>> START
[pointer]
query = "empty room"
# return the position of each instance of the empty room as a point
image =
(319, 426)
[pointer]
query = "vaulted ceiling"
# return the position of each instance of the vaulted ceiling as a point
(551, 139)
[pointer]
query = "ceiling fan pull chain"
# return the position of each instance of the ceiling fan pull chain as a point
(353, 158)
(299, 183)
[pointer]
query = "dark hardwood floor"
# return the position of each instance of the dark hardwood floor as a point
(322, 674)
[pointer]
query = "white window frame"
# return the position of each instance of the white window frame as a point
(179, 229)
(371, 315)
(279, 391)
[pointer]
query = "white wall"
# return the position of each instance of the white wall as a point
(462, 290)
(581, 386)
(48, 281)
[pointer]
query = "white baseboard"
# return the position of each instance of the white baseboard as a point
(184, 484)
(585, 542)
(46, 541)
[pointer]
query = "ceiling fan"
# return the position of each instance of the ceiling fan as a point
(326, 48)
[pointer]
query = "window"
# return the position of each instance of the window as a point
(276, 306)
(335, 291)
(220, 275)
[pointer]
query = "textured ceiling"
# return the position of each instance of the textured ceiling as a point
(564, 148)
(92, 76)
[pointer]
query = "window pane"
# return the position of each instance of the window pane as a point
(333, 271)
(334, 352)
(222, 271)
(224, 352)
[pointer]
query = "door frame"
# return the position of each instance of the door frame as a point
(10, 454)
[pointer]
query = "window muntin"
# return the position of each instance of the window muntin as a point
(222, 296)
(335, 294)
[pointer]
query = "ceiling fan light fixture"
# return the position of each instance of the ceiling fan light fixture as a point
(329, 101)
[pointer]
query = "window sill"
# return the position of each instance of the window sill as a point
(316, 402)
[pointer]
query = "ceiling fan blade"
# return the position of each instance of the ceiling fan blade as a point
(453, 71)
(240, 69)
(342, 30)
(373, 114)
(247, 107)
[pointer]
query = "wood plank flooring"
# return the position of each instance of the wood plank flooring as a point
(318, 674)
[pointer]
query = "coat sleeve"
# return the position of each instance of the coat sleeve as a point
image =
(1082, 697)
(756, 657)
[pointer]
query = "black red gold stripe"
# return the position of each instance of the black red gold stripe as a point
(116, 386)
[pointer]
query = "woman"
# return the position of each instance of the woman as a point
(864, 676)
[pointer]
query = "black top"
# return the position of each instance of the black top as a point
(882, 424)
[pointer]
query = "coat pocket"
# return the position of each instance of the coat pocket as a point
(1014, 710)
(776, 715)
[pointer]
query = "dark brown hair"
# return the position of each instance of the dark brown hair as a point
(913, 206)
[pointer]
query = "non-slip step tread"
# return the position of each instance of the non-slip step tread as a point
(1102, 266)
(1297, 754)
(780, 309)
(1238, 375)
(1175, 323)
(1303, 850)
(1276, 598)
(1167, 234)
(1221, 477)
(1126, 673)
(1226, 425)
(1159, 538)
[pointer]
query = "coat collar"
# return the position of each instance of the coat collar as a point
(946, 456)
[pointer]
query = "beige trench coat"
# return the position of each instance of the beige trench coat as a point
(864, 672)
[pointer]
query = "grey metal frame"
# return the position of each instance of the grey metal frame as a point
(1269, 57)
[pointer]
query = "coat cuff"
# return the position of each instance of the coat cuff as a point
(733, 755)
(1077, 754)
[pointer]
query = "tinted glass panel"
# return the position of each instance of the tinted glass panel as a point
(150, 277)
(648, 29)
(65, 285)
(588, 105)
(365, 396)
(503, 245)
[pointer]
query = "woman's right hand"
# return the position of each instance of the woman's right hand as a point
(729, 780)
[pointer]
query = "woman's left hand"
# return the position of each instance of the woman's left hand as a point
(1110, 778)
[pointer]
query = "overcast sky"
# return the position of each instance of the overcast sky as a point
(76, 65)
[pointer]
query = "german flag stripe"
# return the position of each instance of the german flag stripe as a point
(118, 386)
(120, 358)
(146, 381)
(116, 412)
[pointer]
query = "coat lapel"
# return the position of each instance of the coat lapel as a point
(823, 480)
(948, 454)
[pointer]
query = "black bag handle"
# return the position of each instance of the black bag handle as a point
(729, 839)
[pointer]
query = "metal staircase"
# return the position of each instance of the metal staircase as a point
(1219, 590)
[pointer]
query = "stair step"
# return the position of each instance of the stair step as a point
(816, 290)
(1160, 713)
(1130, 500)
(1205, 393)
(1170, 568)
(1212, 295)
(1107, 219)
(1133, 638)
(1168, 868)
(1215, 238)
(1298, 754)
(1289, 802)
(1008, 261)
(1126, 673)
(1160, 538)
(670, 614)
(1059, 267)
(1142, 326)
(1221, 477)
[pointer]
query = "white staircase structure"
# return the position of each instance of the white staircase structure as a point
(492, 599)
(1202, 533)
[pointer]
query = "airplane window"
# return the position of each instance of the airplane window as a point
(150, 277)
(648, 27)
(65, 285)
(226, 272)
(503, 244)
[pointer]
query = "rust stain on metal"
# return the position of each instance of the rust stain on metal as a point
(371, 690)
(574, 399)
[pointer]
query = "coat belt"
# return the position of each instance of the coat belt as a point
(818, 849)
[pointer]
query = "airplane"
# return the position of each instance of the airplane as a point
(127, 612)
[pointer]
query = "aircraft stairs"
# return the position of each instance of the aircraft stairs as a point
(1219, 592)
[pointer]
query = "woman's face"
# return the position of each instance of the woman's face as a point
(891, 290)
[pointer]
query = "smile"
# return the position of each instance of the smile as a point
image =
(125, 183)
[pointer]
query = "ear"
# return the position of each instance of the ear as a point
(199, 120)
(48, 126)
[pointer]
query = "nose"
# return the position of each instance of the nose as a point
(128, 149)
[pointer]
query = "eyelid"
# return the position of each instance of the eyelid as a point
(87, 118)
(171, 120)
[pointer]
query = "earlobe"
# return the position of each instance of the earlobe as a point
>> END
• Set problem: Your task is to repeat every line exactly.

• Task response:
[pointer]
query = "empty room"
# return the position of each instance of the empty room as a point
image =
(319, 426)
[pointer]
query = "vaulted ceiling"
# return the position of each instance of the vaulted ceiling as a point
(551, 139)
[pointer]
query = "ceiling fan pull chain"
# return the position of each instance of the ceiling fan pull chain as a point
(353, 158)
(299, 183)
[pointer]
query = "dark hardwood floor"
# return the position of each instance of the dark hardwood floor as a point
(322, 674)
[pointer]
query = "white window frame"
# return the position of each instance of the white window frame as a point
(179, 229)
(371, 315)
(279, 391)
[pointer]
query = "white wall"
# return the position of each instance of the white wall as a point
(462, 290)
(581, 386)
(48, 281)
[pointer]
query = "white baseboard"
# return the position of each instance of the white baseboard as a point
(184, 484)
(585, 542)
(46, 541)
[pointer]
query = "ceiling fan"
# return the position of each instance of the ceiling fan as a point
(326, 48)
[pointer]
query = "window"
# return the position of each instance of the window as a point
(276, 306)
(335, 291)
(220, 275)
[pointer]
query = "textured ceiling"
# return the position of each instance of the textured ceiling as a point
(564, 148)
(92, 76)
[pointer]
query = "window pane"
# return the position of each instance of the window pane as a point
(333, 271)
(334, 352)
(222, 271)
(224, 352)
[pointer]
query = "door frame"
# return the position of each instance of the door frame as a point
(10, 454)
[pointer]
query = "window muntin"
# return the position of each instance of the window muntin as a point
(222, 296)
(335, 294)
[pointer]
query = "ceiling fan light fixture"
# return the position of each instance of the ceiling fan light fixture as a point
(329, 101)
[pointer]
query = "window sill"
# return the position of each instance of the window sill as a point
(316, 402)
[pointer]
query = "ceiling fan blade"
# return the position of each instance of the ceiling fan blade as a point
(453, 71)
(240, 69)
(342, 30)
(373, 114)
(247, 107)
[pointer]
query = "wood plank flooring"
# return the position of each instance of the wood plank flooring as a point
(318, 674)
[pointer]
query = "coat sleeve"
# return the position of each instance of the coat sleeve as a point
image =
(1082, 697)
(756, 657)
[pointer]
query = "black red gold stripe"
# return the position of each instance of the black red gold stripe as a point
(116, 386)
[pointer]
query = "woman"
# return the position of each instance of the woman as a point
(864, 676)
[pointer]
query = "black top"
# return the position of each instance of the black top as a point
(882, 424)
[pointer]
query = "coat pocket"
# return the position of each instance of the coat pocket as a point
(1014, 710)
(776, 715)
[pointer]
query = "dark brown hair"
# return the position of each instance of the dark brown hair as a point
(913, 206)
[pointer]
query = "non-slip step tread"
# return the position of each instance of the non-slip step tread as a point
(1102, 266)
(1297, 754)
(780, 309)
(1238, 375)
(1175, 323)
(1303, 850)
(1276, 598)
(1167, 234)
(1221, 477)
(1126, 673)
(1226, 425)
(1159, 538)
[pointer]
query = "coat collar"
# return the position of each instance of the coat collar as a point
(946, 456)
[pointer]
query = "beige trench coat"
# return the position of each instance of the beige trench coat as a point
(864, 672)
[pointer]
query = "grey metal frame"
# return the position of each instance of the grey metal frame as a point
(1269, 57)
[pointer]
query = "coat cuff"
# return the position of each instance of the coat cuff as a point
(733, 755)
(1077, 754)
[pointer]
query = "tinted glass panel"
# return the position of each instance of the tinted glass panel as a point
(150, 277)
(648, 29)
(65, 285)
(588, 105)
(365, 396)
(503, 245)
[pointer]
query = "woman's right hand"
# return the position of each instance of the woman's right hand as a point
(729, 780)
[pointer]
query = "woman's left hand"
# return the position of each instance of the woman's left hand as a point
(1110, 778)
[pointer]
query = "overcast sky"
# return the position of each instance of the overcast sky as a point
(76, 65)
[pointer]
query = "german flag stripe"
# return the position of each instance of the german flag stripe as a point
(118, 386)
(120, 358)
(146, 381)
(116, 412)
[pointer]
query = "coat lapel"
# return the position of each instance of the coat lapel as a point
(823, 480)
(948, 454)
[pointer]
query = "black bag handle"
# return the position of each instance of the black bag handle as a point
(729, 839)
[pointer]
query = "metal staircase"
# return the position of each instance of the metal staircase as a point
(1219, 590)
[pointer]
query = "stair step"
# return the position of each instance of the stair step as a point
(816, 290)
(1160, 713)
(1130, 500)
(1205, 393)
(1170, 568)
(1212, 295)
(1107, 219)
(1133, 638)
(1168, 868)
(1215, 238)
(1298, 754)
(1289, 802)
(1008, 261)
(1126, 673)
(1160, 538)
(670, 614)
(1059, 267)
(1142, 326)
(1221, 477)
[pointer]
query = "white staircase structure"
# return the position of each instance of the white staircase structure as a point
(492, 599)
(1202, 533)
[pointer]
query = "airplane window"
# return the position of each instance of the airplane window as a point
(150, 277)
(648, 27)
(65, 285)
(226, 272)
(503, 244)
[pointer]
query = "rust stain on metal"
# return the position of each instance of the rust stain on metal as a point
(371, 690)
(574, 399)
[pointer]
query = "coat belt"
# return the position of each instance of the coat belt as a point
(818, 849)
[pointer]
query = "airplane"
# return the position of each instance of the airplane as a point
(127, 612)
[pointer]
query = "aircraft stairs"
# return the position of each instance of the aircraft stairs as a point
(1219, 592)
[pointer]
query = "woman's face"
# return the position of each instance of the woman's face as a point
(891, 290)
[pointer]
query = "smile"
# return the position of each instance of the smile as a point
image =
(125, 183)
[pointer]
query = "ear"
# return the position of each instance of the ear as a point
(199, 120)
(48, 126)
[pointer]
query = "nose"
# return the position of each instance of the nose as a point
(128, 149)
[pointer]
query = "eyelid"
# return the position of each instance of the eyelid as a point
(87, 118)
(171, 120)
[pointer]
query = "earlobe"
# return the position of each instance of the earlobe as a point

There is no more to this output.